Selected extract>
Start
Sorry if I am off, I'm just pumped about the season and can't stop thinking about hunting and how to better my (and everybody else's) hunting situation.


----------



## Knotwild (Sep 27, 2015)

I am not so sure about Ducks Unlimited tactics. I am not a DU expert, but they seem to take the money they raise and spend a large portion with large landowners. I know of one place that is receiving matching funds from DU and they are doing close to a million dollars worth of work as we speak. It is private and we can't hunt there. Some argue that attracting ducks benefits the public hunters, but I don't see it. The ducks change patterns to avoid heat.


----------



## rnelson5 (Sep 27, 2015)

Awoods you are spinning your wheels. DNR is so underfunded they can't even keep existing "food plots" on wma's planted. It will never happen.


----------



## GSURugger (Sep 27, 2015)

rnelson5 said:


> Awoods you are spinning your wheels. DNR is so underfunded they can't even keep existing "food plots" on wma's planted. It will never happen.



Nope. A better option would be if all the ACE/Ga Power dams were removed.(LOL)   The rivers don't naturally flood anymore; much habitat was lost when the lakes were built.
End
Data lines>
Start
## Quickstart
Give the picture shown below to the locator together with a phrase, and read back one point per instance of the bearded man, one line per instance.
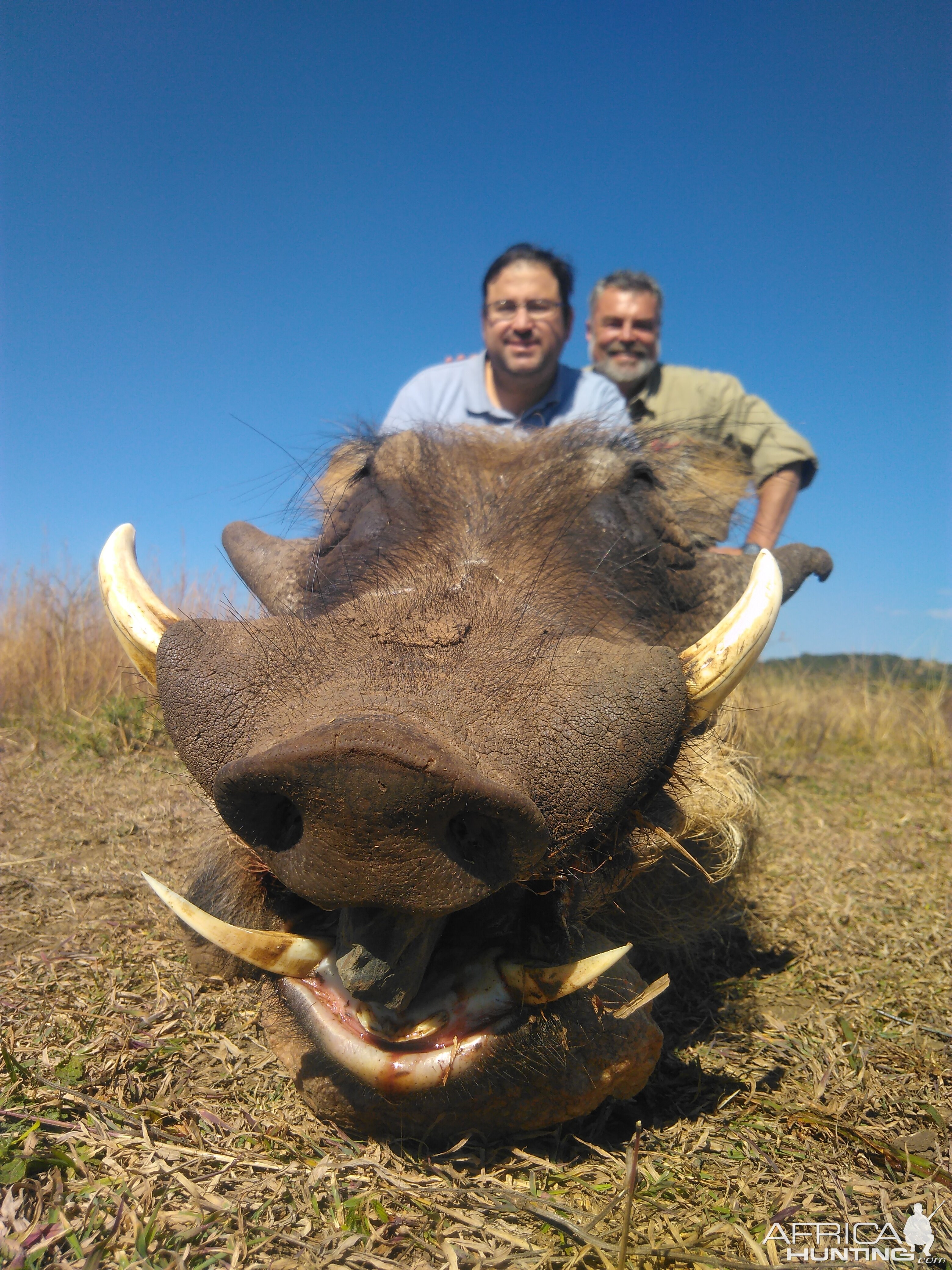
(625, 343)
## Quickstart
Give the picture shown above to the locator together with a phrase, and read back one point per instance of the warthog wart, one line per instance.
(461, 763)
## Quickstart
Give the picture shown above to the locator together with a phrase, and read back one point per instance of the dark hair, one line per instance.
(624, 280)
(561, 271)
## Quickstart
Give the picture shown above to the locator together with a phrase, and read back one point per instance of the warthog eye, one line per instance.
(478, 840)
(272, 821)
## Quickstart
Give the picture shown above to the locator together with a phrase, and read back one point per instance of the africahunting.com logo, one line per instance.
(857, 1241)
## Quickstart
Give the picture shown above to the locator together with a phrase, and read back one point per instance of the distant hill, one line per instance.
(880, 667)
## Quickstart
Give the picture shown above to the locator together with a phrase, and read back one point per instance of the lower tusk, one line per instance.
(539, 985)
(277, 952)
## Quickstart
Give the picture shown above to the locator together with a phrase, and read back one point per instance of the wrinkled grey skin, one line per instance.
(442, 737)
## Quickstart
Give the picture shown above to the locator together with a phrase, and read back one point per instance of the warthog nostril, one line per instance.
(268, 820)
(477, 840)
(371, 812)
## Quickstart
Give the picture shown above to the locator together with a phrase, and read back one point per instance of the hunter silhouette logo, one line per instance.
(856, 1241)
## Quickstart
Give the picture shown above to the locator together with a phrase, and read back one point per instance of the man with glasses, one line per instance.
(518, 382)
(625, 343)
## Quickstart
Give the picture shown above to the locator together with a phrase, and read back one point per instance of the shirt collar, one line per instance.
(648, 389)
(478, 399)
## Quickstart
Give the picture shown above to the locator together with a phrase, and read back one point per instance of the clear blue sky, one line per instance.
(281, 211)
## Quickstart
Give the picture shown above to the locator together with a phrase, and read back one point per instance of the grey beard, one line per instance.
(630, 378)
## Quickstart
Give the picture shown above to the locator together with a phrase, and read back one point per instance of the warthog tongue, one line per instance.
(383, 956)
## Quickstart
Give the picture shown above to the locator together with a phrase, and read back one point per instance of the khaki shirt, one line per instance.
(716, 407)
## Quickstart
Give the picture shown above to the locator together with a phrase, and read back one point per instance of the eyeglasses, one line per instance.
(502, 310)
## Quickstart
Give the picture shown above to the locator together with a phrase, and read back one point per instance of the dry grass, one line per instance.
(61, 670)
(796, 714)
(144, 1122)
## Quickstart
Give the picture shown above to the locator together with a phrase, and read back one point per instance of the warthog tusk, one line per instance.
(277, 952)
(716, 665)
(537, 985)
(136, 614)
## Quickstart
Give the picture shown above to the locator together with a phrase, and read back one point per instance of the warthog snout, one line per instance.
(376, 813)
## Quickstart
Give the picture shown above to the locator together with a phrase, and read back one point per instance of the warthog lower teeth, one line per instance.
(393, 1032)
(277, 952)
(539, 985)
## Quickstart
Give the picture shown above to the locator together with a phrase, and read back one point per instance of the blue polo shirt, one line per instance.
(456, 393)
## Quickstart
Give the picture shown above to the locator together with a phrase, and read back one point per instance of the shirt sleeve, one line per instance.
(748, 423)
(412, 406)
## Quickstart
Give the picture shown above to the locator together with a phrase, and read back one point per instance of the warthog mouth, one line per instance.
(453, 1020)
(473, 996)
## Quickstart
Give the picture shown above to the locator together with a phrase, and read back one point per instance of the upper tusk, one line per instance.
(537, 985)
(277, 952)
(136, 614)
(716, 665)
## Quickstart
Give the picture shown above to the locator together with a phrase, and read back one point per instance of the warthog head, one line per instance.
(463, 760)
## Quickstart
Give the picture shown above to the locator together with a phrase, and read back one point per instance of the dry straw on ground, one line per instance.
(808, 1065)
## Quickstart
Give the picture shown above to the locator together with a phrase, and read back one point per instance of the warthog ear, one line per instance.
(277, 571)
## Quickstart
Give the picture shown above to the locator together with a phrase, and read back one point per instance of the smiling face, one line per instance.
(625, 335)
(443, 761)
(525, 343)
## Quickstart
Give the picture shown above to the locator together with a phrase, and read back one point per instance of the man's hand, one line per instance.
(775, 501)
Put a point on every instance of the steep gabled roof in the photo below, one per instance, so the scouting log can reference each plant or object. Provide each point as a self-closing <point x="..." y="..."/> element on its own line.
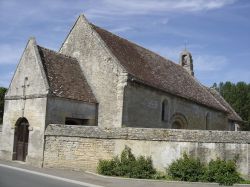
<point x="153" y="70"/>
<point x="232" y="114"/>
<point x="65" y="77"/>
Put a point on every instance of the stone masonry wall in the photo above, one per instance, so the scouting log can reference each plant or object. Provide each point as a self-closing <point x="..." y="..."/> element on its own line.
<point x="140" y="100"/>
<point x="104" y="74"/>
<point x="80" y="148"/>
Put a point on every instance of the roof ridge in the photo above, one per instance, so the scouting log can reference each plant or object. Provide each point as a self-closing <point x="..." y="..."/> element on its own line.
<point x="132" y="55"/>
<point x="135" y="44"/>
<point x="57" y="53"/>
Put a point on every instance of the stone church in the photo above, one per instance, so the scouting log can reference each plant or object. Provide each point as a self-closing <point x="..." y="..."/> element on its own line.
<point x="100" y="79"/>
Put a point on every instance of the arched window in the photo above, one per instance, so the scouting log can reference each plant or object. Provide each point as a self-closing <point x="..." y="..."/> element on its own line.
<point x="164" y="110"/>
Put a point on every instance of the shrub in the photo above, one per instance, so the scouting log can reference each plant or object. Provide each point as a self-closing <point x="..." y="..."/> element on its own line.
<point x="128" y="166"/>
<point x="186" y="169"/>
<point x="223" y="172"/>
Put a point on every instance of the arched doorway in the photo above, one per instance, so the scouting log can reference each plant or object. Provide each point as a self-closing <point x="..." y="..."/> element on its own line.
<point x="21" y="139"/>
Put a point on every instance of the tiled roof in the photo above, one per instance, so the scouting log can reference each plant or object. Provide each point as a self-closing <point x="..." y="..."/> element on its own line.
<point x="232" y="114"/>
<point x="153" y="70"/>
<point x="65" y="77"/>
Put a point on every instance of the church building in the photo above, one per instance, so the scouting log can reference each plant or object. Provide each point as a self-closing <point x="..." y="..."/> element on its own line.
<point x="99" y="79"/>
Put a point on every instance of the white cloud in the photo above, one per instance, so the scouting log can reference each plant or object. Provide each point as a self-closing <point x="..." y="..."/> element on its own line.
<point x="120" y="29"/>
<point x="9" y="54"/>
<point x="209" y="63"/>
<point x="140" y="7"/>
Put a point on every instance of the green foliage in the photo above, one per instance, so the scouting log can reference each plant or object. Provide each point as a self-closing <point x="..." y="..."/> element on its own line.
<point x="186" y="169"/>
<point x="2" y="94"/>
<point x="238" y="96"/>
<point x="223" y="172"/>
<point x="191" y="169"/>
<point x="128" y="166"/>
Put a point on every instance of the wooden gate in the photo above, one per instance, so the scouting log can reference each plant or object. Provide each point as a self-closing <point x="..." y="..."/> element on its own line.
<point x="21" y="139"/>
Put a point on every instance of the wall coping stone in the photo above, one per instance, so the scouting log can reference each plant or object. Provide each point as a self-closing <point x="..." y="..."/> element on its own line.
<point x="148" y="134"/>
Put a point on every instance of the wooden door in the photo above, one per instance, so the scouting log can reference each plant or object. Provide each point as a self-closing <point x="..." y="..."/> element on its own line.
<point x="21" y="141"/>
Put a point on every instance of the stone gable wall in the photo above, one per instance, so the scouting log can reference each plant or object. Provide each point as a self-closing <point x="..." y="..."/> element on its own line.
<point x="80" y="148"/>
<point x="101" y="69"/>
End
Stated problem>
Carry on the forum thread about duck habitat and public hunting, starting after its final post. The records can be set aside.

Response>
----------



## tradhunter98 (Sep 27, 2015)

And talking about timber flooding when the river gets out of the banks, from what I've seen duck really flock to fresh flooded stuff due to the freshly flooded food. Let water stand long enough there won't be much food for them.


----------



## king killer delete (Sep 27, 2015)

Been complaining about this since 78. It ain't Gona change. Good luck&#55357;&#56832;


----------



## awoods (Sep 27, 2015)

Thanks for the comments. I guess not having enough ducks is a "first world problem". At least we are a few states over from good hunting. And I guess it can be a good thing that most GA hunters don't duck hunt, less competition!


----------



## georgiaboy94 (Sep 27, 2015)

I think that georgia's problem, as mentioned above, is habitat... not the birds. Look at Florida for example. They hold a lot more birds than we do and I guarantee they don't fly a circle around georgia to get there. If the money was available, I think that Georgia could definitely improve on the habitat. We have plenty of areas such as the coast, large lakes, and flat hardwood tracts along rivers that have the potential to hold birds if the were managed properly.


----------



## WOODIE13 (Sep 27, 2015)

awoods said:


> Thanks for the comments. I guess not having enough ducks is a "first world problem". At least we are a few states over from good hunting. And I guess it can be a good thing that most GA hunters don't duck hunt, less competition!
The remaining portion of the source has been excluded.